======== Ausgewählter Text ========
Caicedo ist ein enorm vielversprechendes Talent. Der Ecuadorianer ist 21 Jahre alt, hat bereits bei einer Weltmeisterschaft gespielt, dabei ein Tor geschossen und war in der vergangenen PL-Saison maßgeblich dafür verantwortlich, dass sich Brighton zum ersten Mal in seiner Vereinsgeschichte für Europa qualifizierte.

Es war also keine Überraschung, dass Arsenal schon im Januar versuchte, ihn zu verpflichten, und dass Liverpool und Chelsea in diesem Sommer um seine Unterschrift buhlten. Doch die endgültige Ablösesumme ist einfach lächerlich.

Der FC Chelsea kauft die vielversprechendsten und unbekanntesten Spieler der Welt und bindet sie mit langfristigen Verträgen. Die Londoner haben beschlossen, eine Rekordablösesumme für einen Spieler zu zahlen, der gerade einmal 45 Spiele in der höchsten englischen Spielklasse absolviert hat. Und vergessen wir nicht, dass Klopps Liverpool bereit war, das Gleiche zu tun - so verzweifelt ist man dort mittlerweile.

Niemand bestreitet, dass Caicedo ein Weltklassespieler werden könnte, aber er hat noch nicht annähernd bewiesen, dass er konstant ein Top-Spieler ist.
========
▸ Aufgabenstellung:
[1] Beantworte anhand des Textes über Caicedo:
(a) Wie alt ist Caicedo?
(b) Welcher Verein wollte ihn schon im Januar verpflichten?
(c) Wie viele Spiele hat er in der höchsten englischen Spielklasse absolviert?
[2] Führe den Text über Caicedo nach seinem letzten Satz mit einigen Sätzen weiter.
Die anschließende Auflistung ist eigenständiges Material und gehört nicht zum Text über Caicedo.
======== Datenteil ========
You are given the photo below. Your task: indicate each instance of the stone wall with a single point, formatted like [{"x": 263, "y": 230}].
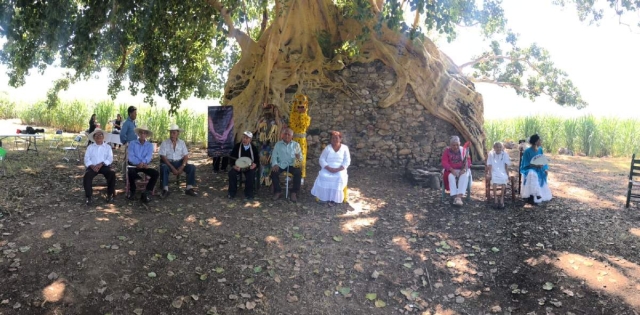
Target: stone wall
[{"x": 404, "y": 134}]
========
▸ Antworten je Aufgabe:
[1]
(a) 21 Jahre
(b) Arsenal
(c) 45 Spiele

[2]
Und das Argument, dass der Markt den Preis diktiert, trifft hier nicht wirklich zu, denn Newcastle hat gerade Tonali, einen italienischen Nationalspieler, der den AC Mailand in der letzten Saison bis ins Halbfinale der Champions League geführt hat, für deutlich weniger geholt.

Letzten Endes ist Chelsea jedoch selbst schuld, weil man den Markt mit dem Kauf von Fernández im Januar aufgebläht haben. Brighton hat sich sicherlich an diesem Preis orientiert.

Boehly & Co. scheint das natürlich nicht zu interessieren. Chelseas Besitzer scheinen bereit zu sein, Transfers um jeden Preis zu tätigen - und mit einer derart wilden Herangehensweise bei der Spielersuche scheint es wenig Chancen zu geben, dass der Transfermarkt wieder zur Ruhe kommt.